Point annotations for photos
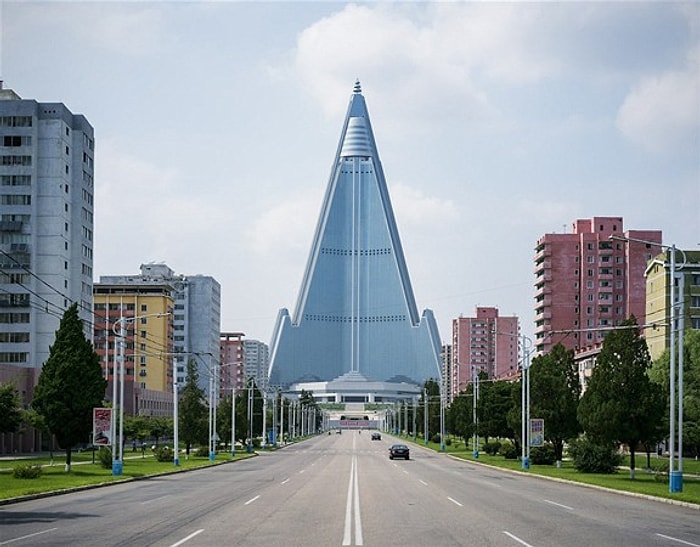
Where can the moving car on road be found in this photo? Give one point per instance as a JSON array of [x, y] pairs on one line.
[[398, 451]]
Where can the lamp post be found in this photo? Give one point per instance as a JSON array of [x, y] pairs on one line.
[[119, 329], [675, 464], [525, 410]]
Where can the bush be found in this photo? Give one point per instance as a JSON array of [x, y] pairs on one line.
[[543, 455], [508, 451], [163, 453], [492, 447], [104, 455], [27, 471], [590, 457]]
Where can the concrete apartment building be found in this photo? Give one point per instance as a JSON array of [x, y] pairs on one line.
[[486, 342], [144, 312], [46, 236], [232, 374], [256, 359], [658, 298], [196, 317], [586, 283]]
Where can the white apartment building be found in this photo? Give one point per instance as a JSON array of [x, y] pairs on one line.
[[46, 226]]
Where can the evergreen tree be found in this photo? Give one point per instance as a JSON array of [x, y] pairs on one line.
[[192, 411], [555, 390], [621, 404], [495, 402], [11, 414], [70, 385]]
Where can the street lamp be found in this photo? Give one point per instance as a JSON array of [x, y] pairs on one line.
[[119, 330], [675, 464]]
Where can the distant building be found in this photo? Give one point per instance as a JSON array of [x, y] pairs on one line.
[[486, 342], [196, 316], [232, 375], [586, 283], [356, 323], [658, 298], [144, 314], [256, 357], [46, 224]]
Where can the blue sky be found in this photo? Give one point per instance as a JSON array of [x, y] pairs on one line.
[[216, 124]]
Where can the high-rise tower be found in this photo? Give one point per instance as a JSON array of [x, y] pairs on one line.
[[356, 313]]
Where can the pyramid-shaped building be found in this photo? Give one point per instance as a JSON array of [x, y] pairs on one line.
[[356, 316]]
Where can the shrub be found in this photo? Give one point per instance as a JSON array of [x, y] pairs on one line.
[[591, 457], [163, 453], [27, 471], [543, 455], [105, 457], [508, 451], [492, 447]]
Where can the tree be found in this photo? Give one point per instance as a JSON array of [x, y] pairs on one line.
[[495, 401], [70, 385], [192, 410], [459, 415], [621, 404], [555, 390], [11, 413]]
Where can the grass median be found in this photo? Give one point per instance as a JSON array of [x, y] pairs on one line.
[[84, 472], [647, 481]]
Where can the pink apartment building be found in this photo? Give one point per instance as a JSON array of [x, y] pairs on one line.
[[586, 283], [486, 342]]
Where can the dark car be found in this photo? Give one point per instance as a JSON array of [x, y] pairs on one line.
[[398, 451]]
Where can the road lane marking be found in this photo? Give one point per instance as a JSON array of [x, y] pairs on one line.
[[671, 538], [27, 536], [152, 500], [559, 505], [352, 505], [516, 538], [183, 540], [251, 500]]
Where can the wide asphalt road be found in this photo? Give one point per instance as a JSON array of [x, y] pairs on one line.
[[343, 490]]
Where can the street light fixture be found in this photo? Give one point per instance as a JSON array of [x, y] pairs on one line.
[[675, 465]]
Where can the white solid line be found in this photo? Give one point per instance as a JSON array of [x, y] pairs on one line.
[[154, 499], [251, 500], [516, 538], [183, 540], [358, 518], [559, 505], [674, 539], [28, 536], [347, 532]]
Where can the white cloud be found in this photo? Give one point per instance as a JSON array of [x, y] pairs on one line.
[[662, 112], [413, 207]]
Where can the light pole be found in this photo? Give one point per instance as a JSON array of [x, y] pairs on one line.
[[525, 410], [675, 464], [119, 329]]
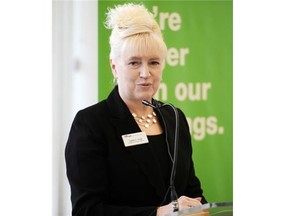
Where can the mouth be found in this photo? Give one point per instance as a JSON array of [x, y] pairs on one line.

Work instructions:
Set out the lines of the records as a numbered list, starting at the line that contains "Where can the blue" and stopping after the line that contains "[[343, 490]]". Leave out any blank lines.

Reply:
1. Where can the blue sky be found in this photo? Give one point per instance as a JSON array of [x, y] pairs on one line.
2. [[216, 124]]
3. Where can the high-rise tower be found in this photo? Give one point per instance as a JSON array of [x, y] pairs on one line.
4. [[356, 313]]
5. Where can the pyramid-shaped building be found in this photo? Give one point per instance as a JSON array of [x, y] pairs on one line.
6. [[356, 316]]
7. Where can the shrub be found in this photo? Give one point per instance as a JSON array of [x, y] pairs on one line.
8. [[591, 457], [163, 453], [27, 471], [543, 455], [105, 457], [508, 451], [492, 447]]
9. Where can the tree be found in this photo? Give one point per instance as a JSON array of [x, y] pairs on one line.
10. [[495, 401], [70, 385], [192, 410], [459, 415], [621, 404], [555, 390], [11, 413]]
11. Where can the grass median be found in this photo? Give one point per instance as a JSON array of [x, y] pairs on one line.
12. [[84, 472], [647, 481]]
13. Where can the pink apartment building be found in this photo? Give one point per instance as a JSON array of [x, y] pairs on one line.
14. [[586, 283], [486, 342]]
15. Where can the dark car be found in this photo? Give one point per instance as a JSON array of [x, y] pairs on one line.
16. [[398, 451]]
17. Where can the road lane marking be found in this photo? Give one point per instance as a JSON array of [x, y] pairs on one line.
18. [[671, 538], [27, 536], [152, 500], [559, 505], [352, 505], [516, 538], [183, 540], [251, 500]]
19. Where can the wide asphalt road be found in this photo? Give one point per instance as a JSON array of [x, y] pairs on one line.
20. [[343, 490]]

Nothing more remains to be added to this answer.